### Task directions
Could you render the stretch from the line containing "Target: black laptop display" through the end of these lines as a Markdown table with columns Row and Line, one numbered row per line and blank lines left out?

Entries pointing to named objects
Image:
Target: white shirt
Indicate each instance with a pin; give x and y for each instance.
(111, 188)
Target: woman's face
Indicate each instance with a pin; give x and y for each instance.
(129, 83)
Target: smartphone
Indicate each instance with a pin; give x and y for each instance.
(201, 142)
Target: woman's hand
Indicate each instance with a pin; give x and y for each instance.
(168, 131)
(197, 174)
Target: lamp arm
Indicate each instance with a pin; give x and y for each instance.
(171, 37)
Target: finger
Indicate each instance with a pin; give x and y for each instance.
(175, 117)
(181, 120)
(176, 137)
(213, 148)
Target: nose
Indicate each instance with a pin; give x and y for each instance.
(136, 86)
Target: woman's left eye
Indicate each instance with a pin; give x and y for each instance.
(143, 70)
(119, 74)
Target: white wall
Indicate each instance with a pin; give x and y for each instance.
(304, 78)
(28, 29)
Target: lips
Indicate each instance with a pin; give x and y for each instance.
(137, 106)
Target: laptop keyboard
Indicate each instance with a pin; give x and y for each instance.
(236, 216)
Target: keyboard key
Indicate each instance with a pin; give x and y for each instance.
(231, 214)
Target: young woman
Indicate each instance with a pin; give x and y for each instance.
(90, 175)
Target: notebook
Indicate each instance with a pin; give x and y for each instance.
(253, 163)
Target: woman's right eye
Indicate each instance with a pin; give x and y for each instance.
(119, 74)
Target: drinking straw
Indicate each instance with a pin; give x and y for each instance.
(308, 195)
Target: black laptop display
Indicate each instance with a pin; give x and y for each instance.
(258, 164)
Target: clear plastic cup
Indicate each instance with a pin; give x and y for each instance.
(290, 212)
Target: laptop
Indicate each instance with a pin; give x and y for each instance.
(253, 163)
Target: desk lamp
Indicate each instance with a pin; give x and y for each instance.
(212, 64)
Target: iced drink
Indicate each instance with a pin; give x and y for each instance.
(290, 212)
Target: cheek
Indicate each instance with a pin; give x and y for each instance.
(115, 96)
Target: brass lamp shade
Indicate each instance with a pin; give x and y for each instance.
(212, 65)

### Output for this exercise
| Row | Line |
|---|---|
| 1 | Target: black laptop display |
| 2 | Indicate each instance with a pin; give x and y for each instance. |
| 3 | (258, 164) |
| 4 | Target: clear plastic cup |
| 5 | Indicate each instance with a pin; give x and y for each instance. |
| 6 | (290, 212) |
| 7 | Target: laptop |
| 8 | Indicate each instance with a pin; give x and y for each instance. |
| 9 | (253, 163) |
| 10 | Target: desk lamp |
| 11 | Indicate each instance with a pin; give x and y for each instance. |
| 12 | (212, 64) |
| 13 | Target: iced drink |
| 14 | Indicate each instance with a pin; give x and y for each instance. |
| 15 | (290, 212) |
| 16 | Target: cheek |
| 17 | Indicate each instance with a pin; give x and y for each instance. |
| 18 | (115, 96) |
| 19 | Target: brass lamp shade |
| 20 | Indicate each instance with a pin; give x and y for each instance. |
| 21 | (212, 65) |